_WORK TO COMPLETE_. Show every line in the entries below that contains the word "horse", copying each line in full. Case counts, so a line qualifies only if its letters match that capitalization.
BEGIN ENTRIES
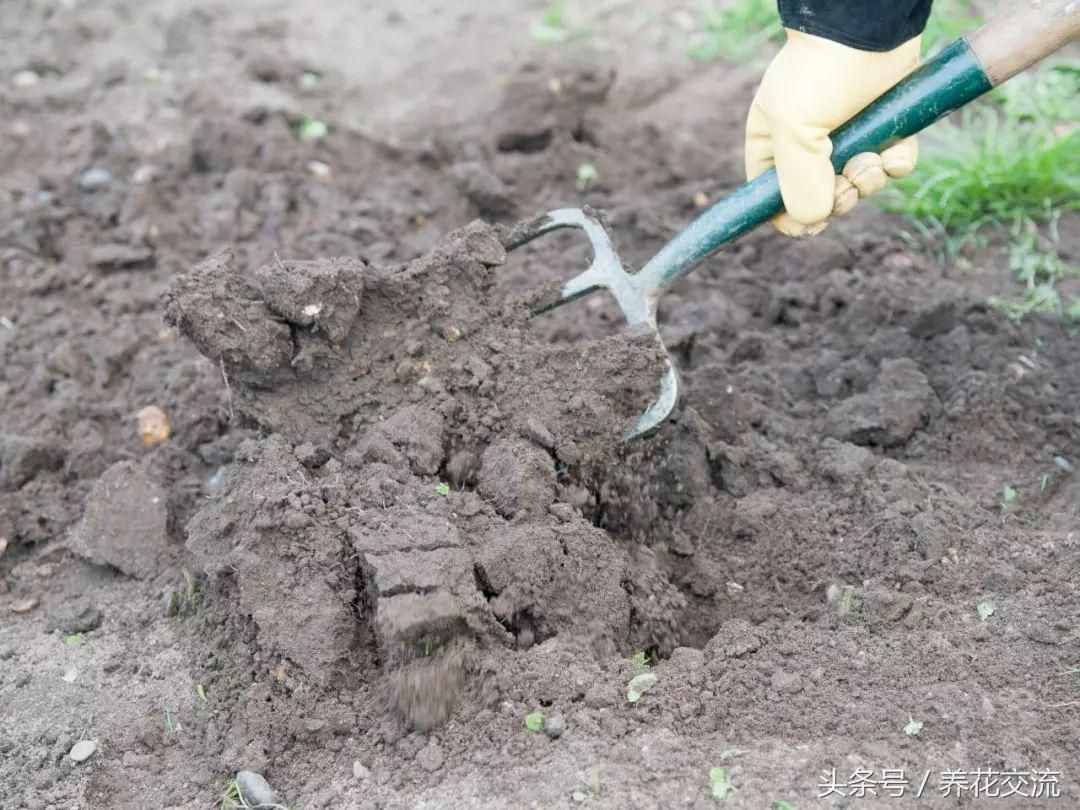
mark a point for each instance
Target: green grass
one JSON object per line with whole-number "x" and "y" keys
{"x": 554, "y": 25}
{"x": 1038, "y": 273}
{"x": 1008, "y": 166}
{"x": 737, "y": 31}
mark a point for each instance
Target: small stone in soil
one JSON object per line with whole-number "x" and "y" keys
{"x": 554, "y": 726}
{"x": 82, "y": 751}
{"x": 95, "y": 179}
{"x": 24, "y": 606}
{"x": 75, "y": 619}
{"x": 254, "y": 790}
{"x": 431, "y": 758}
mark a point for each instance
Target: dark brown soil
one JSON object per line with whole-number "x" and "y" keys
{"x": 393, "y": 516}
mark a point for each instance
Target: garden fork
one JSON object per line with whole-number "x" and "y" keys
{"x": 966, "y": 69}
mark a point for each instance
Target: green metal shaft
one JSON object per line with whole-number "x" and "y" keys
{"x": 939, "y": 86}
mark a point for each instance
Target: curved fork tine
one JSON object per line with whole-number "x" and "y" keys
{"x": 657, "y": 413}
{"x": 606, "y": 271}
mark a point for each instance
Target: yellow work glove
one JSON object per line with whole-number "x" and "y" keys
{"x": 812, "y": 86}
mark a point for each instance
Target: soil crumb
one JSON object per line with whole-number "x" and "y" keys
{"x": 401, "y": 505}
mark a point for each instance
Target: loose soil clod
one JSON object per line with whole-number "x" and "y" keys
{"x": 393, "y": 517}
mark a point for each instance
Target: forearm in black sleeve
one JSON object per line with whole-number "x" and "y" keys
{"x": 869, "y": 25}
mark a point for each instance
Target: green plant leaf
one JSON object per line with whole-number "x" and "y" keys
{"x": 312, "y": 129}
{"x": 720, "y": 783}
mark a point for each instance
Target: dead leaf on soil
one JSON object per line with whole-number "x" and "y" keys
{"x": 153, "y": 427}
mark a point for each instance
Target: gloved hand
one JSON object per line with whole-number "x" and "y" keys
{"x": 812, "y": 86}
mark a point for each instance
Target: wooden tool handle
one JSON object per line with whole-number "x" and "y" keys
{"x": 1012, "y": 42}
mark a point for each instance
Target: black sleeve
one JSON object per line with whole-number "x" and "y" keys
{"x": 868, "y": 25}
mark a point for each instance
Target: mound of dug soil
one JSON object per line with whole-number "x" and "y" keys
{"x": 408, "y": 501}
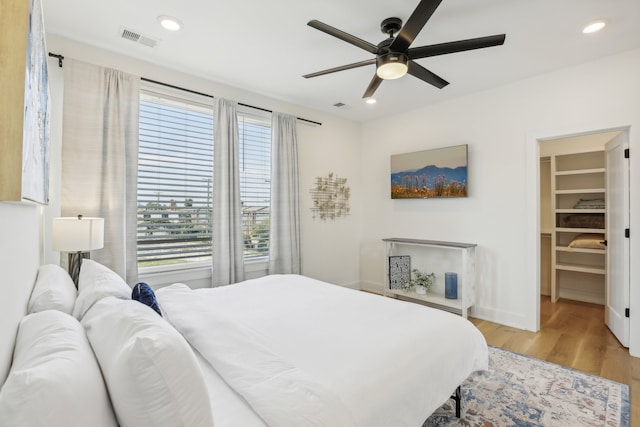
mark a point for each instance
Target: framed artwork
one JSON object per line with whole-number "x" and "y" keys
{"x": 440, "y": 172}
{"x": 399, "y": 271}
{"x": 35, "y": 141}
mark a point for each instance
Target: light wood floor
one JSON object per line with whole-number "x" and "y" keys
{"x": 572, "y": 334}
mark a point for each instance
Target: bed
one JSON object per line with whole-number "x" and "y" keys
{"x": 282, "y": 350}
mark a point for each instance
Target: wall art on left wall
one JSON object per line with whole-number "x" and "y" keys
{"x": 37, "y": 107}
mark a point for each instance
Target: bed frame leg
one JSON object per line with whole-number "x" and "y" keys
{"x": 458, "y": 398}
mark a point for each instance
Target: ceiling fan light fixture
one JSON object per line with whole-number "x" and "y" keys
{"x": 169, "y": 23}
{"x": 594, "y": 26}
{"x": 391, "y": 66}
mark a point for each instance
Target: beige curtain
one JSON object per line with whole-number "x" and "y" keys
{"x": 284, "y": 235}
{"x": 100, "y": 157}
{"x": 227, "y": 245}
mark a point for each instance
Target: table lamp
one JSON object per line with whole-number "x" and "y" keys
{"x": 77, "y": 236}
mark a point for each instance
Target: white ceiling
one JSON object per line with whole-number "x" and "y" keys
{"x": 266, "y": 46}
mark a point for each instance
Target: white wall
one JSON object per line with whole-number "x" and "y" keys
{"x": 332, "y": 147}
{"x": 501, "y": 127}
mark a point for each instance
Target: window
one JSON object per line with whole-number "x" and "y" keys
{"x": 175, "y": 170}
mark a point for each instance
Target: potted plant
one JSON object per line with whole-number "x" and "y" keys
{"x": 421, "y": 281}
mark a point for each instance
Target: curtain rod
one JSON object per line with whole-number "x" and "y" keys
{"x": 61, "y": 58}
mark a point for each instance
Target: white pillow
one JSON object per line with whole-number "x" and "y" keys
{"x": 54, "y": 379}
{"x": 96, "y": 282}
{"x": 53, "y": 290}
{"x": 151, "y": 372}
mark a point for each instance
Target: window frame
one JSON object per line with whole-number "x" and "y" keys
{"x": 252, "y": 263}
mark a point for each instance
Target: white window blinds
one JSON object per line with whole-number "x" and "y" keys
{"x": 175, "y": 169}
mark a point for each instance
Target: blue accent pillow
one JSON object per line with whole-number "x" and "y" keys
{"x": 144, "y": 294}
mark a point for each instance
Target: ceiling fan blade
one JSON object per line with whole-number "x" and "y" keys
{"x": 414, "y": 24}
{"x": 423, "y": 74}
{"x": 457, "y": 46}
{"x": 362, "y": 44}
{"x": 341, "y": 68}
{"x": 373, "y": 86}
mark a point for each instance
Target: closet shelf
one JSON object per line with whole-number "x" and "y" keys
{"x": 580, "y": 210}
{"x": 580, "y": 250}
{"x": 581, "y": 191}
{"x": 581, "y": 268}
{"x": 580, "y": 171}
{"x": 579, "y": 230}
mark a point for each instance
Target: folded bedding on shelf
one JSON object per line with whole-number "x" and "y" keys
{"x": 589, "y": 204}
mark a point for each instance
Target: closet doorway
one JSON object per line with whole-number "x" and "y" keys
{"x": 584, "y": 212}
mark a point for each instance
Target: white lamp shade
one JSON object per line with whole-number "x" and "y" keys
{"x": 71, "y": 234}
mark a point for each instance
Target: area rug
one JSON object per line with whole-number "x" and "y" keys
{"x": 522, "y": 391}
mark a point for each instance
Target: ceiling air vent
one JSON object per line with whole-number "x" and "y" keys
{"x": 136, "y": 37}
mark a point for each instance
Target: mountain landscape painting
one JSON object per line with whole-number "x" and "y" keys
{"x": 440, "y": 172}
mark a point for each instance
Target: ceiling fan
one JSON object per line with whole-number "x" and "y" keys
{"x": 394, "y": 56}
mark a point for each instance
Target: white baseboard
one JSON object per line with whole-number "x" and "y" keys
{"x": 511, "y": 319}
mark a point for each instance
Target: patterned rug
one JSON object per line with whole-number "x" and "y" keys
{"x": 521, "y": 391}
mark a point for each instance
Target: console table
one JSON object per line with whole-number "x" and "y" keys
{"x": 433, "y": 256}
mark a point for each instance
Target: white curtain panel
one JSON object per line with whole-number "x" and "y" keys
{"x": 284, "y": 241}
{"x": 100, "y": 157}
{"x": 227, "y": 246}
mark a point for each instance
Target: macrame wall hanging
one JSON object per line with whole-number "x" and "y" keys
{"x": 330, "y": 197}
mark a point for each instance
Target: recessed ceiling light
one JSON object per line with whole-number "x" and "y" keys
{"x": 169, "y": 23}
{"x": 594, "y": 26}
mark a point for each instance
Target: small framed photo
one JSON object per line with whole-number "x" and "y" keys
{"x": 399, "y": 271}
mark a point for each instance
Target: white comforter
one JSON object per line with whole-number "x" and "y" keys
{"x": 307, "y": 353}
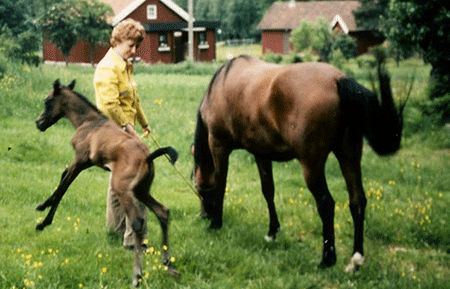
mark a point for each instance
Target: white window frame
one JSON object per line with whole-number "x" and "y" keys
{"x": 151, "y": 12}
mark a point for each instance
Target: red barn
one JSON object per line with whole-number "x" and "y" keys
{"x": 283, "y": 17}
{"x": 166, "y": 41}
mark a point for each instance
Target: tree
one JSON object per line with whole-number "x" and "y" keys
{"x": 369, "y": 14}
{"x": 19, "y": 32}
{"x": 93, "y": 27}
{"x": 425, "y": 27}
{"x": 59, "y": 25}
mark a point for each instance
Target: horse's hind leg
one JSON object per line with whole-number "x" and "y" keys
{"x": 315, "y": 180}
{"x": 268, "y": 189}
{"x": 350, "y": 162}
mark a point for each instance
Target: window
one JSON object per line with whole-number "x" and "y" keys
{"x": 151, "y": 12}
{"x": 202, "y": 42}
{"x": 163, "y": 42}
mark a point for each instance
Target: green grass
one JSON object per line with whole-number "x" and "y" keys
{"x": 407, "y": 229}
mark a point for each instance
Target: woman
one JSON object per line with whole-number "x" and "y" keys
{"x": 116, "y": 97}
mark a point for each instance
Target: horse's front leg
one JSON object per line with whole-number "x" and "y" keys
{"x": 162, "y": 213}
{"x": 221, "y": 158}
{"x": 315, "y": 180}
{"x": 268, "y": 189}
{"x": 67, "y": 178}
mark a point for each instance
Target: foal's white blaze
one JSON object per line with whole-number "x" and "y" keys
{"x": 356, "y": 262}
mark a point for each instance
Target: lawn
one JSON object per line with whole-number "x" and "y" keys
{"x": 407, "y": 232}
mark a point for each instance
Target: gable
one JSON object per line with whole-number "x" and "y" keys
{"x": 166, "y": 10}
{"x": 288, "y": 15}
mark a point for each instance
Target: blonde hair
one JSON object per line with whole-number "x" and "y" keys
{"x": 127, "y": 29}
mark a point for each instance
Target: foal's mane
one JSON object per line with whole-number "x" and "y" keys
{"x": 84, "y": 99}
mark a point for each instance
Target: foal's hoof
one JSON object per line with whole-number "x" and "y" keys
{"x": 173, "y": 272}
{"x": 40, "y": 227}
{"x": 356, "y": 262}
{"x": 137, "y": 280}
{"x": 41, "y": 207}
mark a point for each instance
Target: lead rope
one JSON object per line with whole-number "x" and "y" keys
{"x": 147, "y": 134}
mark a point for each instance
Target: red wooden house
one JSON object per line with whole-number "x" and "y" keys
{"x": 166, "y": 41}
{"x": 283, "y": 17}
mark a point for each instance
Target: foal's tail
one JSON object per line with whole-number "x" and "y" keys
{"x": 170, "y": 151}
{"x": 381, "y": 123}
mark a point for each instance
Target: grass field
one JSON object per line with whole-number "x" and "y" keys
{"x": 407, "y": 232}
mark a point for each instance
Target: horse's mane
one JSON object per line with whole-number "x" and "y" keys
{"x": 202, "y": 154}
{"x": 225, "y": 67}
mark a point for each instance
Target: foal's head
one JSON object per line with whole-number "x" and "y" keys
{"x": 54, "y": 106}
END ENTRIES
_OUTPUT_.
Target: horse's hind leg
Target: horse's front leg
Target: horse's mane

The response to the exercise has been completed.